• [所选文本]:
在Examples\Monocular\的mono_tum.cc中将SaveKeyFrameTrajectoryTUM改为SaveTrajectoryTUM，重新编译即可。

三、重新配置orbslam中的yaml配置文件

新建一个TUMX.yaml文件，

fx,fy,cx,cy是摄像头内参，改为config.cfg中Camera.Paraments的后四位

k1，k2,k3,p1,p2为摄像头的畸变参数，这里全部设置为0

由于数据集的分辨率较高，考虑到性能限制，将fps设置为5

将nFeatures设置为2000

iniThFAST设置为10

minThFAST设置为3

四、在数据集中运行如下代码生成一个rgb文件用于slam

import numpy as np
import os
# 图片文件夹，后面的/不能省
from PIL import Image
  
  
img_path = 'D:/slam/phantom3-village-kfs-master/phantom3-village-kfs-master/'
  
# print(files)        # 当前路径下所有非目录子文件
# with open(img_path+"\opt_poses.txt") as f:
#     read_data = f.readlines()
# # print(read_data)
count = 0
for root, dirs, files in os.walk(img_path, topdown=False):
    print(root)     # 当前目录路径
    print(dirs)     # 当前目录下所有子目录
    with open("D:/slam/phantom3-village-kfs-master/phantom3-village-kfs-master"+"/rgb.txt", 'w') as g:
        # count = 0
        for i in files:
            # count = count +0.1
            # print(i[-3:-1]+i[-1])
            # if(i[-3:-1]+i[-1] == "jpg"):
            #     #print(count)
            #     #I = Image.open('./cadastre_gray/'+i)
            #     count = int(i[6:-1].split('.')[0])

• [任务]:
(1) 根据所选文本，fps被设置为多少？
(2) 请原样重写所选文本中从“# # print(read_data)”到“#I = Image.open('./cadastre_gray/'+i)”之间的内容，首尾两处均包括在内。

• [提供的信息]:
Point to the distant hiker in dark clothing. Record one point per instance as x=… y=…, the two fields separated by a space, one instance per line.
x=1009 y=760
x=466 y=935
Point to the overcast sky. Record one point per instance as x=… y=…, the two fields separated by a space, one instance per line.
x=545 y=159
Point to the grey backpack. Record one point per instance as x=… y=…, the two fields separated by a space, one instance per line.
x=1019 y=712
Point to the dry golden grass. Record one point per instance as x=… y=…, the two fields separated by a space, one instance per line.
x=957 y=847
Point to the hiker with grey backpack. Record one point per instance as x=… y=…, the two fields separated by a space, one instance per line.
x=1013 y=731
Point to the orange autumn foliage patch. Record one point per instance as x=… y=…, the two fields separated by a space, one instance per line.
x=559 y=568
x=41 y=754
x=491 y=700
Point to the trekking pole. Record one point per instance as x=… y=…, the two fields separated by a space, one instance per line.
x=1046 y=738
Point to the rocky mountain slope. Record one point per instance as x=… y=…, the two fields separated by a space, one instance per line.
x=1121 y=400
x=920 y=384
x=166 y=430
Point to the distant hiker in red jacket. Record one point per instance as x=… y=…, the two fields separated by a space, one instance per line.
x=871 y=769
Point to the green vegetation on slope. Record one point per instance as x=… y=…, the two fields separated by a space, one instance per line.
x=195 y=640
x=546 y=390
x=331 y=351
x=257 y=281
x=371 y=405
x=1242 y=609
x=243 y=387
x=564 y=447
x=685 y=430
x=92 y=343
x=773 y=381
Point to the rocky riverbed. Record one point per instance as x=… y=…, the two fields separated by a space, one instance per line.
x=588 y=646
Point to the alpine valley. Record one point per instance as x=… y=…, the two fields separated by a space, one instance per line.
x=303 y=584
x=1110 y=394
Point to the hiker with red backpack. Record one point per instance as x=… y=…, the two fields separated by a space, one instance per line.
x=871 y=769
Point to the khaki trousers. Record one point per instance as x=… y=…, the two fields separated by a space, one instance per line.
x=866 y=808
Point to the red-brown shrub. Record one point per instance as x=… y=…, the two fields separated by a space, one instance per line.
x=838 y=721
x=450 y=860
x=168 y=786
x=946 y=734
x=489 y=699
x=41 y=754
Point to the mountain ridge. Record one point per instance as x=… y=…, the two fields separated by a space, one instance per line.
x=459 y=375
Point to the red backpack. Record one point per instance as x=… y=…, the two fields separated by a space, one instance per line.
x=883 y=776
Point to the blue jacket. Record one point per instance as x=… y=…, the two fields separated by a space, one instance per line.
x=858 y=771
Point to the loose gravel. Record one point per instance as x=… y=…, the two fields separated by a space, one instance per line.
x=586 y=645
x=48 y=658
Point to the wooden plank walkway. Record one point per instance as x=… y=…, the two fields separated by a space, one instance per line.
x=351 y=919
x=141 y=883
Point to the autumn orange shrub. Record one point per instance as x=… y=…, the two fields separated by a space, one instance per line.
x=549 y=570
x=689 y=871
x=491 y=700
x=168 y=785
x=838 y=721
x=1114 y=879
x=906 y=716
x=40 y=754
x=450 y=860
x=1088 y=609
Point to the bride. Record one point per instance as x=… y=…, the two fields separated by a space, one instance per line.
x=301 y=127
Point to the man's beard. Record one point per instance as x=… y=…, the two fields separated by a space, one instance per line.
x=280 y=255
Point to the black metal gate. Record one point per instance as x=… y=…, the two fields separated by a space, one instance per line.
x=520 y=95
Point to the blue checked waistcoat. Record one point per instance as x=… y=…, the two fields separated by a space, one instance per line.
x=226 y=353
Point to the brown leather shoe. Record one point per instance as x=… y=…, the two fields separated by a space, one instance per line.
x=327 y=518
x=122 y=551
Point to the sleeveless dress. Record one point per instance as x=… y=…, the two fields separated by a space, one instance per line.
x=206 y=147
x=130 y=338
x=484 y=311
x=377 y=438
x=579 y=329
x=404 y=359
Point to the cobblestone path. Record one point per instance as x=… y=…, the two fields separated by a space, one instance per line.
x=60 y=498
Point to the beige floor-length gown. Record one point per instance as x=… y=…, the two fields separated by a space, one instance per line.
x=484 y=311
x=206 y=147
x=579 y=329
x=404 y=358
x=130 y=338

• [最终结果]:
(1) fps被设置为5。

(2)
# # print(read_data)
count = 0
for root, dirs, files in os.walk(img_path, topdown=False):
    print(root)     # 当前目录路径
    print(dirs)     # 当前目录下所有子目录
    with open("D:/slam/phantom3-village-kfs-master/phantom3-village-kfs-master"+"/rgb.txt", 'w') as g:
        # count = 0
        for i in files:
            # count = count +0.1
            # print(i[-3:-1]+i[-1])
            # if(i[-3:-1]+i[-1] == "jpg"):
            #     #print(count)
            #     #I = Image.open('./cadastre_gray/'+i)